As for who might have done it, friends have a few theories. De la Plaza loved women and dating, and he wasn’t cautious about who he hooked up with; in the process, he may have drawn the ire of a jealous partner. He was also an occasional cocaine user, and Nix wonders if he might have stiffed the wrong dealer. She thinks the efficiency of the attack — three quick, deadly blows to the neck and torso — suggests a perpetrator with a criminal history. And as for the neighbor’s security camera, which police say didn’t capture anyone leaving de la Plaza’s residence that night, it was motion-activated and blurry, not like the high-def Nest cameras so common today.

“Anybody who’s actually casing the joint would figure out how to evade that camera,” Nix says. “This is a criminal who knew what he was doing.”

“Hugues was promiscuous. Or he’s got $100,000 in the bank and he’s not paying up. Those are the two things I think about,” Nix adds. “Neither paint him in a very good light, but he was a terrific person who I think was going through a hard time. I wouldn’t still be so upset about it if he hadn’t made such a difference in people’s lives and made life more fun and kooky. … I’ve never met anybody like him.”

As the years have gone by, Nix’s fury at the police department has since turned into frustration at the political machine. At the time, San Francisco was experiencing a spike in homicides, and short-staffed, overworked police may have already been stretched to the limit when de la Plaza’s death occurred that summer. Nix is angry that then-Mayor Gavin Newsom didn’t do more to push the case forward and allocate more resources to the police department. “Gavin Newsom just passed the buck,” she says. “It should have stopped with him.”

“It was not politically expedient for them to pay attention to it,” she adds. “That does not excuse police misconduct. We’re talking about a f—king murder. We’re talking about somebody who has a former girlfriend who was a reporter, the French government intervening, coverage in the New York Times, Washington Post, worldwide coverage. And they will not investigate it properly.

“He was a white tech guy. You have to think about all the other victims in that city, the majority people of color, who never get those resources.”

A spokesperson from the San Francisco Police Department told SFGATE the case is still open and de la Plaza’s manner of death remains undetermined, just as Azar ruled 15 years ago. There are no suspects.

Nix now lives on the East Coast. Last year, she flew to France to visit with de la Plaza’s parents and friends. Over the years, they’ve become close, joined together in love for Hugues and the immense grief they still carry with them.

“It doesn’t ever go away. I think all we’re asking for is for it to be reopened as murder,” Nix says. “Just give us the dignity, stop gaslighting and call a spade a spade. It was a murder. Fifteen years have passed and it may never be solved. Can you at least give us that?”

**EXERCISE DESCRIPTION**. In the passage about the death of de la Plaza, what does the San Francisco Police Department spokesperson say remains undetermined?

**LISTED RECORDS**.
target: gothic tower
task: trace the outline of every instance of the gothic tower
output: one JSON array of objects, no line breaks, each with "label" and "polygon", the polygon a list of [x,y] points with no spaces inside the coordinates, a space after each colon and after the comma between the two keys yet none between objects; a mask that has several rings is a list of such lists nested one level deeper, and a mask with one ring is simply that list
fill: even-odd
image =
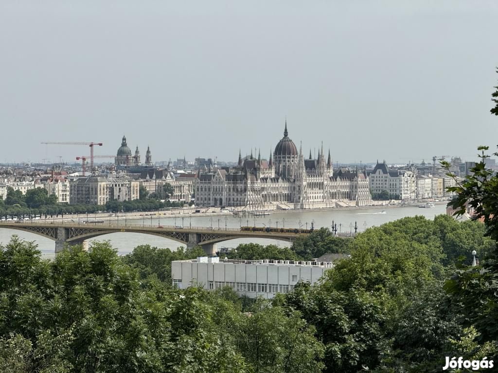
[{"label": "gothic tower", "polygon": [[147,146],[147,152],[145,153],[145,165],[147,166],[152,165],[152,157],[150,155],[150,148]]}]

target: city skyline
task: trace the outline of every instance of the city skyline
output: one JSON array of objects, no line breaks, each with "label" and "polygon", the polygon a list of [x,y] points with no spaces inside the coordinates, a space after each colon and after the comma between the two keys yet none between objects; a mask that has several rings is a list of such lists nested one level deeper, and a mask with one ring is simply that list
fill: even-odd
[{"label": "city skyline", "polygon": [[29,146],[0,162],[86,152],[42,141],[107,154],[123,133],[155,160],[267,156],[286,116],[344,163],[494,146],[496,3],[280,3],[2,4],[0,122]]}]

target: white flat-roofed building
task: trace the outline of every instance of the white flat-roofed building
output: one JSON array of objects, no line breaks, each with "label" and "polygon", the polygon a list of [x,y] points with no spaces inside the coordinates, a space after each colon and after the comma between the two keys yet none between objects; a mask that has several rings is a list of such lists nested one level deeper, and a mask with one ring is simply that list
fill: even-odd
[{"label": "white flat-roofed building", "polygon": [[271,298],[286,293],[299,281],[314,283],[331,263],[283,260],[219,260],[201,257],[171,263],[173,286],[185,288],[197,284],[207,290],[229,286],[241,295]]}]

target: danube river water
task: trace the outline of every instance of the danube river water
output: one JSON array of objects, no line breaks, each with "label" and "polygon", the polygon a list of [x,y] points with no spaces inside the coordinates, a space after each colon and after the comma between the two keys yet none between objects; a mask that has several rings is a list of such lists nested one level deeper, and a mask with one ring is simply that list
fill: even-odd
[{"label": "danube river water", "polygon": [[[228,228],[239,228],[241,225],[252,226],[271,226],[285,228],[298,228],[301,225],[302,228],[310,228],[314,222],[315,228],[321,227],[330,228],[334,220],[337,224],[337,230],[341,232],[354,232],[355,222],[358,227],[358,231],[362,232],[365,229],[373,226],[378,226],[389,221],[395,220],[405,216],[422,215],[428,219],[433,219],[440,214],[444,214],[446,204],[436,205],[431,208],[420,208],[416,206],[385,208],[375,207],[363,209],[344,209],[338,210],[299,210],[274,212],[269,215],[258,217],[252,215],[247,216],[234,216],[231,213],[214,216],[202,216],[202,214],[186,214],[183,218],[160,217],[144,216],[140,219],[126,219],[121,216],[119,224],[140,224],[147,225],[174,225],[182,226],[185,228],[189,226],[213,227],[215,229],[223,229]],[[113,224],[116,221],[114,221]],[[0,243],[5,244],[10,240],[13,234],[30,241],[35,241],[38,248],[44,255],[53,256],[55,249],[54,241],[33,233],[28,233],[20,231],[4,228],[0,229]],[[116,233],[100,236],[92,241],[109,240],[113,246],[118,249],[121,255],[127,254],[136,246],[146,244],[158,247],[176,249],[179,245],[176,241],[166,238],[161,238],[156,236],[140,233]],[[92,241],[90,242],[91,242]],[[230,240],[218,244],[218,248],[235,247],[241,243],[249,242],[255,242],[263,245],[273,243],[282,246],[288,246],[289,243],[286,241],[265,239],[238,239]]]}]

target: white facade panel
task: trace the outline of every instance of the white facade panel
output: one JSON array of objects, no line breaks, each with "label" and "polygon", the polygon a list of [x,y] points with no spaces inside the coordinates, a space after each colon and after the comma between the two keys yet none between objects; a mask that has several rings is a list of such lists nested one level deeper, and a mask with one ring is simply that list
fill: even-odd
[{"label": "white facade panel", "polygon": [[300,271],[299,267],[295,266],[289,267],[289,284],[295,285],[297,281],[299,280],[299,276]]},{"label": "white facade panel", "polygon": [[311,267],[311,282],[316,282],[323,275],[323,268]]},{"label": "white facade panel", "polygon": [[250,282],[250,281],[246,280],[246,268],[247,266],[245,264],[235,265],[235,282]]},{"label": "white facade panel", "polygon": [[171,262],[171,278],[173,280],[182,279],[181,262]]},{"label": "white facade panel", "polygon": [[197,281],[205,289],[208,288],[208,263],[196,263],[197,267]]},{"label": "white facade panel", "polygon": [[278,269],[278,283],[282,285],[288,285],[289,282],[289,270],[290,268],[288,266],[279,266],[277,267]]},{"label": "white facade panel", "polygon": [[300,280],[316,282],[331,268],[310,264],[285,265],[237,260],[213,263],[185,260],[172,263],[171,276],[173,286],[181,288],[193,283],[209,290],[229,286],[239,295],[270,298],[277,292],[292,291]]},{"label": "white facade panel", "polygon": [[225,265],[225,280],[231,282],[236,282],[235,280],[235,265]]},{"label": "white facade panel", "polygon": [[268,266],[255,266],[257,269],[256,282],[259,283],[268,283]]},{"label": "white facade panel", "polygon": [[268,267],[268,283],[278,283],[278,266],[269,266]]},{"label": "white facade panel", "polygon": [[246,280],[248,282],[257,282],[256,280],[256,267],[257,266],[246,266]]},{"label": "white facade panel", "polygon": [[213,267],[212,263],[206,263],[206,265],[208,268],[208,281],[214,281],[213,279]]},{"label": "white facade panel", "polygon": [[192,281],[192,267],[194,263],[182,262],[182,283],[183,287],[189,286]]},{"label": "white facade panel", "polygon": [[305,282],[311,282],[311,267],[299,267],[301,269],[301,276],[300,280],[302,281],[304,281]]},{"label": "white facade panel", "polygon": [[225,264],[214,263],[213,278],[215,281],[225,281]]}]

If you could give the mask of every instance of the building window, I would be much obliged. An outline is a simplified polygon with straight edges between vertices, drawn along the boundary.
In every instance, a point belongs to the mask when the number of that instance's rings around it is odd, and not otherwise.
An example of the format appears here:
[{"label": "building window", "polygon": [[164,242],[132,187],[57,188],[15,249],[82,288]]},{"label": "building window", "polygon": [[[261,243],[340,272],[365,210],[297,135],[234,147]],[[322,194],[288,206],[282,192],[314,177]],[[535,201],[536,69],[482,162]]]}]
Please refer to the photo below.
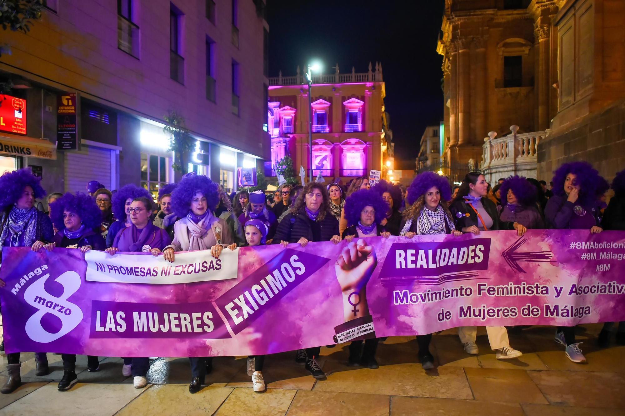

**RESPONSE TO THE EXERCISE**. De la Plaza's manner of death remains undetermined.